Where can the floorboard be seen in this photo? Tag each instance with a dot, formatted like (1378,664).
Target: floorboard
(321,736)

* * *

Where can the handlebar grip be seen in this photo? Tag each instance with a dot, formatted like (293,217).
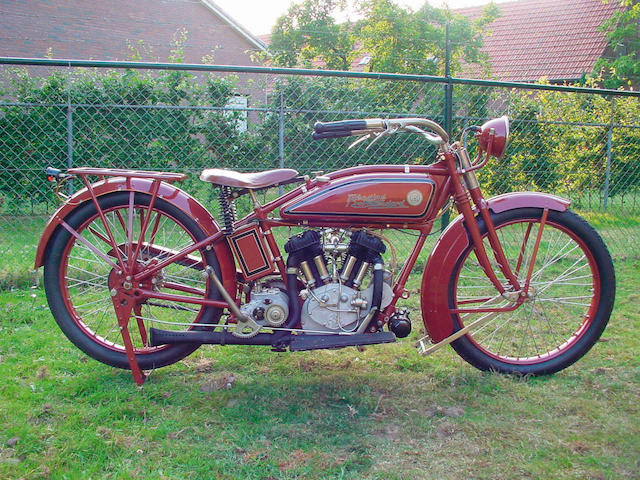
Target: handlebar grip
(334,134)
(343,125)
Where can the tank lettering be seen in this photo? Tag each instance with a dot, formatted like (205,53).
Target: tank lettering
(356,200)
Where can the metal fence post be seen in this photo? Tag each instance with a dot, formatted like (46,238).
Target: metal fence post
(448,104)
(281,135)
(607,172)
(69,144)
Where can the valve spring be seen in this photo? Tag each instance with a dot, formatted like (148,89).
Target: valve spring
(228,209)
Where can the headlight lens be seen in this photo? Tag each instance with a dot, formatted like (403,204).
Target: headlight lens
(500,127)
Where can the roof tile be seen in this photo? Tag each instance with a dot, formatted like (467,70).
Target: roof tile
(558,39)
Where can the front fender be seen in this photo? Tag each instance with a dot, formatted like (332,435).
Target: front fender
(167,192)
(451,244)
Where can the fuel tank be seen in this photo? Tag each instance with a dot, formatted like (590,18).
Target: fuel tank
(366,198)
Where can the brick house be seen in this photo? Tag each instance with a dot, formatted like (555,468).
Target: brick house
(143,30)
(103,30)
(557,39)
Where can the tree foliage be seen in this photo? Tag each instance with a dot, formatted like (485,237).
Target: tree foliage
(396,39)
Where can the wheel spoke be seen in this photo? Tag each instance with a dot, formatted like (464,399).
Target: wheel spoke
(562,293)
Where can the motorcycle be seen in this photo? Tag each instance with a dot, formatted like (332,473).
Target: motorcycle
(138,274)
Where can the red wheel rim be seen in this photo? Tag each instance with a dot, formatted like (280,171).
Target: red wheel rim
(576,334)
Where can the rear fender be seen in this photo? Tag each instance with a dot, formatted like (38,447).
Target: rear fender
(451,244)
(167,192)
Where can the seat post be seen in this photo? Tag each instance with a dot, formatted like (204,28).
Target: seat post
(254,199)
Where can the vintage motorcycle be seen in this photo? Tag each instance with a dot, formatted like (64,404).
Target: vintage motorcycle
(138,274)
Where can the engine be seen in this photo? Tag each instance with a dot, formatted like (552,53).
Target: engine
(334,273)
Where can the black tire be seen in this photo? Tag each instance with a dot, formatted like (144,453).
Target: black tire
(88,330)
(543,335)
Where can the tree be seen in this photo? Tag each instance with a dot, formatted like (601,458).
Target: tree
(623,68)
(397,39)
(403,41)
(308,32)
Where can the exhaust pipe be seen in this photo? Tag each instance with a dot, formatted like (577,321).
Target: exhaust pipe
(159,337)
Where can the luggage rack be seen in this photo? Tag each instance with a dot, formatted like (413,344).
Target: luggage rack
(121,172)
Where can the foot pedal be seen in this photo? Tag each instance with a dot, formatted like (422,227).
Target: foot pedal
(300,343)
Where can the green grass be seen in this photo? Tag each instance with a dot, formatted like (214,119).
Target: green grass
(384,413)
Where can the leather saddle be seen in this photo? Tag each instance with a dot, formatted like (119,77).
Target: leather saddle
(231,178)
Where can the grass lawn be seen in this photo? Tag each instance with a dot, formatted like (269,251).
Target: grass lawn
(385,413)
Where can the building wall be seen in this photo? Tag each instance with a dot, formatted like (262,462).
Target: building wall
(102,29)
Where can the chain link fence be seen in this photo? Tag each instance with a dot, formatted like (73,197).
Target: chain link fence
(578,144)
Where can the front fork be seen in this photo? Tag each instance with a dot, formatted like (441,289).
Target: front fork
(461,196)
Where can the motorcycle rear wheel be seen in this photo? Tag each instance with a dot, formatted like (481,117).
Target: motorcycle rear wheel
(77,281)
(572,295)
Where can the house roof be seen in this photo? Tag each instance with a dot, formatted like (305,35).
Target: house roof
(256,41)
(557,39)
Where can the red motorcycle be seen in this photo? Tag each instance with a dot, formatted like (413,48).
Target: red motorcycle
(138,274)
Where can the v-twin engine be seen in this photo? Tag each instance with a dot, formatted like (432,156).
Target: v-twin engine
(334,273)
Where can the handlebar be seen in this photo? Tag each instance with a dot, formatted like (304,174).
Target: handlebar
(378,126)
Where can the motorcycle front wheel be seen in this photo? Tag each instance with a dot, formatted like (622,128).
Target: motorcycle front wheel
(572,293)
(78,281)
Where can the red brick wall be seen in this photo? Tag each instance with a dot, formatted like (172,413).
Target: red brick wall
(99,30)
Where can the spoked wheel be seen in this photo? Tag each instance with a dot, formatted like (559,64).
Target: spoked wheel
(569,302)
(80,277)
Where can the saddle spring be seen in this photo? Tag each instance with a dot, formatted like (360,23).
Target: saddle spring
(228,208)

--

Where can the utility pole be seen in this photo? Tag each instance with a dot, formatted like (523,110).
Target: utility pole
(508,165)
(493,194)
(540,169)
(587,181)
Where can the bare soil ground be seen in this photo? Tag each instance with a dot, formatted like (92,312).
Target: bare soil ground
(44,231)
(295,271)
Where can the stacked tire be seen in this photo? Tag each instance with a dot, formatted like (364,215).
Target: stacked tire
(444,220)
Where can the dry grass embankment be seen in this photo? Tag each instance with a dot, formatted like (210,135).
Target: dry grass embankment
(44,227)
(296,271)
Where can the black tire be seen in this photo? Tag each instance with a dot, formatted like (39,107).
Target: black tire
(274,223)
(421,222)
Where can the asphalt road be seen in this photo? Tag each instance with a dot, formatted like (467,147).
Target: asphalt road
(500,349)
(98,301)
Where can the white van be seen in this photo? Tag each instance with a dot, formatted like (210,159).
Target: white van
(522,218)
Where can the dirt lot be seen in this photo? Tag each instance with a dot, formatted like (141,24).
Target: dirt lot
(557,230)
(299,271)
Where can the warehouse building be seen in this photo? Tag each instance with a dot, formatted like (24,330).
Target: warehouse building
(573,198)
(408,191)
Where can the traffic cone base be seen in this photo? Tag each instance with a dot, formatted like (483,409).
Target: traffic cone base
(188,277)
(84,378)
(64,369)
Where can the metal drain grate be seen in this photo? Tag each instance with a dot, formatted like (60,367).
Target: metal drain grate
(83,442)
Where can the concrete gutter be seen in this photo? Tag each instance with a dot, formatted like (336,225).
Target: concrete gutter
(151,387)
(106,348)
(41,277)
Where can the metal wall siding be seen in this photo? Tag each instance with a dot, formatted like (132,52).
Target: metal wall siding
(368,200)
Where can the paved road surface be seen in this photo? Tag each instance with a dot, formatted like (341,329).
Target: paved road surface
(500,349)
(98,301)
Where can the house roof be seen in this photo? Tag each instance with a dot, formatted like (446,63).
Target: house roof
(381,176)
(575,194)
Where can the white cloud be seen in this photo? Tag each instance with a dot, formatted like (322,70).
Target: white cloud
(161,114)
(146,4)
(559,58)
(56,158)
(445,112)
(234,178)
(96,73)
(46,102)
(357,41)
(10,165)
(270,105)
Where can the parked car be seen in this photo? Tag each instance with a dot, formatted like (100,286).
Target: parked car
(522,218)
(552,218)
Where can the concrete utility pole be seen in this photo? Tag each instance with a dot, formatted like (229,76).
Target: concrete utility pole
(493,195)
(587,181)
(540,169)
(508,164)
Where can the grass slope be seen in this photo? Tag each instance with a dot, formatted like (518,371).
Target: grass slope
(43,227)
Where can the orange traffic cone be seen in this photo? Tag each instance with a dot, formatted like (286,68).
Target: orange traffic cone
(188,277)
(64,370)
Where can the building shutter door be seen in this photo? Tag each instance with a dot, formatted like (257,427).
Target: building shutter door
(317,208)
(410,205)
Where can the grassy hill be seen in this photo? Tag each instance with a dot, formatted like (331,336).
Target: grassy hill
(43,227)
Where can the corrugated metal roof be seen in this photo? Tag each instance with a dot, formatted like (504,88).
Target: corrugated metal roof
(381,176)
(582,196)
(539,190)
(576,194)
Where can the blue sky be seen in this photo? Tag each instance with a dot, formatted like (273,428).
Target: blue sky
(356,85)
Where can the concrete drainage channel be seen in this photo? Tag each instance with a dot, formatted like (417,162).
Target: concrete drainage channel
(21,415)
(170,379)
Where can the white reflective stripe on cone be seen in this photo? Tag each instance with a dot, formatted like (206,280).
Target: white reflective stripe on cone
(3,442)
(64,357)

§ **STATED PROBLEM**
How many lines in the entries above contain the word "ground"? Reply with the number alone.

§ **WORKED SOLUTION**
2